SET TASK - Using the records below, copy out exactly the line that contains "point_to MUST place one pin on each instance of the white" and every line that follows it, up to and including the last, and no others.

*** RECORDS PROVIDED ***

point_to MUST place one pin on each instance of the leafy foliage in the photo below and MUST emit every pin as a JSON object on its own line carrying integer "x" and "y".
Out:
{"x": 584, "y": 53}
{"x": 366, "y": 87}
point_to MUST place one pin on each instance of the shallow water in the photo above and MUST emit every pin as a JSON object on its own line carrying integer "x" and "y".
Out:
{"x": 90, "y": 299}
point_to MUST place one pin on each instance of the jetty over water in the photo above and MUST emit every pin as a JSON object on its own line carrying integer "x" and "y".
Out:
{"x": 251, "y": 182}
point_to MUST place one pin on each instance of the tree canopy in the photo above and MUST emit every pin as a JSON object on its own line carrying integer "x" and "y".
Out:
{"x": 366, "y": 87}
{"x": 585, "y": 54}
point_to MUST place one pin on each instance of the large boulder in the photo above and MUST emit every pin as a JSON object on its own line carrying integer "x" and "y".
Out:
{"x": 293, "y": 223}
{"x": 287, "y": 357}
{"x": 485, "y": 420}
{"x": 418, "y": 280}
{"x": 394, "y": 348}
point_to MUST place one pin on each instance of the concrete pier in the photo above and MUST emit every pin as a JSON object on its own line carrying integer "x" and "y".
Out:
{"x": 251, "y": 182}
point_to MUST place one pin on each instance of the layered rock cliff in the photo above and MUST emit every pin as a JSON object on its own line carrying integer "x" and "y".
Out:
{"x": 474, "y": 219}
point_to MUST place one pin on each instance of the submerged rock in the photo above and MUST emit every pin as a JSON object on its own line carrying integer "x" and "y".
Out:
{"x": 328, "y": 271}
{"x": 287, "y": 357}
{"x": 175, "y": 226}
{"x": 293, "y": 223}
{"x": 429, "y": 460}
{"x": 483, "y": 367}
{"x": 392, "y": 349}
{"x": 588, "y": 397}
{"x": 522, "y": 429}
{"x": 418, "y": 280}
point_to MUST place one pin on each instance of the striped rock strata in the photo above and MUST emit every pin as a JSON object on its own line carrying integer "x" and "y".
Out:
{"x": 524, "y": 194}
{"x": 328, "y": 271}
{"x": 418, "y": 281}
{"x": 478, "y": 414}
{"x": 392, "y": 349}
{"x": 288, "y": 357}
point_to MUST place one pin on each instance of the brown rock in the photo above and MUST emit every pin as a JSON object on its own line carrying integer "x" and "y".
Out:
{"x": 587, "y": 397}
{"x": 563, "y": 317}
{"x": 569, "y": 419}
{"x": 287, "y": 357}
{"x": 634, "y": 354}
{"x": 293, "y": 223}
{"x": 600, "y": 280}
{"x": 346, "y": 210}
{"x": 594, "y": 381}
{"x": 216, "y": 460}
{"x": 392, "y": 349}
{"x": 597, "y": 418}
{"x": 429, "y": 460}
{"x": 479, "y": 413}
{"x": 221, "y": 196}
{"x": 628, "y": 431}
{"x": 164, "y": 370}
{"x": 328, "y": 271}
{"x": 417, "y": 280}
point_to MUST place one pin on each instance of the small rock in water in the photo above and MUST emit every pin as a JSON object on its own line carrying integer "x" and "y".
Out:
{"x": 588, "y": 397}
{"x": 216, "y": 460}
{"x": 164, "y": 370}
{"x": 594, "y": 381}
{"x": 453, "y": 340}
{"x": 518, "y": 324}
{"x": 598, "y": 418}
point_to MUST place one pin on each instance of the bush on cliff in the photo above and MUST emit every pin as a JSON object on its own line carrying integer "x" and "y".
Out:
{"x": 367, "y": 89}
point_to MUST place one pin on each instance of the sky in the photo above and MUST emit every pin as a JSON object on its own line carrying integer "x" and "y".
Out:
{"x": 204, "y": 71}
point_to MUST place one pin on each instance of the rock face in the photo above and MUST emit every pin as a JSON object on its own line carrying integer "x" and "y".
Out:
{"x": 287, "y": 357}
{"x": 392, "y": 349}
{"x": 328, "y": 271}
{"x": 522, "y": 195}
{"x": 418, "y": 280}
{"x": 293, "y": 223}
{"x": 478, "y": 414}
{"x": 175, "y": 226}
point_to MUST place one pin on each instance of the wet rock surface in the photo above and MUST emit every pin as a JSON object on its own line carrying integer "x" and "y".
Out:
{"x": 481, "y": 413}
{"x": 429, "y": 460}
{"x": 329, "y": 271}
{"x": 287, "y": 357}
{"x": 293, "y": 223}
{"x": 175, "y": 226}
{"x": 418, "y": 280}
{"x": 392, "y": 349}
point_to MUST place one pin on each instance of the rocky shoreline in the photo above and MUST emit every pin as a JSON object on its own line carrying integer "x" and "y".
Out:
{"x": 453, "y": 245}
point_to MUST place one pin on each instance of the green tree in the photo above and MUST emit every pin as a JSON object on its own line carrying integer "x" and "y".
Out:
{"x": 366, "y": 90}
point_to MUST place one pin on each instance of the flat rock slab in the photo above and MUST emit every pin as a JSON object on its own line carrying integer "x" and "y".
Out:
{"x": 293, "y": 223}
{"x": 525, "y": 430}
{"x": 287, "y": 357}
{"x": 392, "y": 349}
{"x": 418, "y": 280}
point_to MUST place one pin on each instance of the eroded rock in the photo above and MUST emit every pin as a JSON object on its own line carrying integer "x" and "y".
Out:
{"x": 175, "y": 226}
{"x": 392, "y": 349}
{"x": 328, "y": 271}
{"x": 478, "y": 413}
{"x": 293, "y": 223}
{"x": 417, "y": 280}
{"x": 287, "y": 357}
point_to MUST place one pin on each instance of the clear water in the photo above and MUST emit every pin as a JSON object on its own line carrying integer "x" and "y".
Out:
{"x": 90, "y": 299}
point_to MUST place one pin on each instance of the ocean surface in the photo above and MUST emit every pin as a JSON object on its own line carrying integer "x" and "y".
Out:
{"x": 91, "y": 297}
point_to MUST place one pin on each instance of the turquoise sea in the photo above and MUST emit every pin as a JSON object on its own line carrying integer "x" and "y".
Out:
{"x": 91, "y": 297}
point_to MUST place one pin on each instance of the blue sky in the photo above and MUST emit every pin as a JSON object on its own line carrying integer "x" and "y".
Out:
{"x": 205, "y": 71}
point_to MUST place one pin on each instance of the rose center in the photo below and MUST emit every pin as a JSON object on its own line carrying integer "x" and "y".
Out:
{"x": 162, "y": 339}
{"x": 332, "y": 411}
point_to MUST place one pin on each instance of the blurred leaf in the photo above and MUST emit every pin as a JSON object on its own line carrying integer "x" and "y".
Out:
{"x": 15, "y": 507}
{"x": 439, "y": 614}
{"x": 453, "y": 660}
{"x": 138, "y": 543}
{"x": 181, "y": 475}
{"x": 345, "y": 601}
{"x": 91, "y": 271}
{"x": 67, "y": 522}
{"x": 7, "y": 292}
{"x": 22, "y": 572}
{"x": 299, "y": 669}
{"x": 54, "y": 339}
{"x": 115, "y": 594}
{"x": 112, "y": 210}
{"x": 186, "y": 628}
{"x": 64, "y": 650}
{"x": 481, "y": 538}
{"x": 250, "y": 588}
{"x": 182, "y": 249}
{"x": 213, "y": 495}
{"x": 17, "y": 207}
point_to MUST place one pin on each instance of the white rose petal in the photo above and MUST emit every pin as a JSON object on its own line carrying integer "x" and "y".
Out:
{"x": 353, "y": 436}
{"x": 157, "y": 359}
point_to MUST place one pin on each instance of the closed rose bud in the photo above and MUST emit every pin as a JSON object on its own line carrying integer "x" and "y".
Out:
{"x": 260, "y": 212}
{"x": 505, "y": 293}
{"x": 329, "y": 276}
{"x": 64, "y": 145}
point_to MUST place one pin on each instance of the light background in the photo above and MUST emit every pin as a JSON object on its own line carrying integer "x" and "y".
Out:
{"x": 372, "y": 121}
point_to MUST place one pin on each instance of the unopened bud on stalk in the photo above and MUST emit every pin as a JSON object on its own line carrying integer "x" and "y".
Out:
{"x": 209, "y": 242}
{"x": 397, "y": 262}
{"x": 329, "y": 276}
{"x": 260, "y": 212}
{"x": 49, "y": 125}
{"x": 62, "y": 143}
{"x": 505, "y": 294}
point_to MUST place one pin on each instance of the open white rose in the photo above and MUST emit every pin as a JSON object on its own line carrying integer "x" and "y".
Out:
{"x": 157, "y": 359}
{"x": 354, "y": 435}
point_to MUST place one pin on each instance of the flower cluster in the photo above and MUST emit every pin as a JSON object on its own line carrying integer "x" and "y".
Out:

***

THE OUTPUT -
point_to MUST place one pin on each instance of the white rose petal in the photo above and MUST emit every pin as a JSON object on its own line carrying integer "x" and "y".
Out:
{"x": 353, "y": 436}
{"x": 157, "y": 359}
point_to MUST place one pin on each instance of the closed rose bud in the photo above and MUST emit every pin as a JSON object on its own line carrying integer "x" and "y".
Out:
{"x": 260, "y": 212}
{"x": 505, "y": 293}
{"x": 329, "y": 276}
{"x": 64, "y": 145}
point_to MUST place one pin on each instance of the light background in the photo above and MUST emit every pin as a JSON object on its own line carrying integer "x" and "y".
Out:
{"x": 372, "y": 121}
point_to MUST place one pin on each instance of the unopened bud on stalk in the photo above and MUST emit every pin as a JSON object on its own line carrying integer "x" and "y".
Out:
{"x": 209, "y": 242}
{"x": 397, "y": 262}
{"x": 329, "y": 276}
{"x": 260, "y": 212}
{"x": 49, "y": 125}
{"x": 62, "y": 143}
{"x": 505, "y": 294}
point_to MUST place one pin on each instance of the open white rose in the photo above and MUST emit every pin as a JSON object on its own line carrying integer "x" and "y".
Out:
{"x": 157, "y": 359}
{"x": 354, "y": 435}
point_to MUST place one pin on each instance of the flower cluster in the photo above and MUST emit every pin as a JSON object on its own line carrying integer "x" and "y".
Out:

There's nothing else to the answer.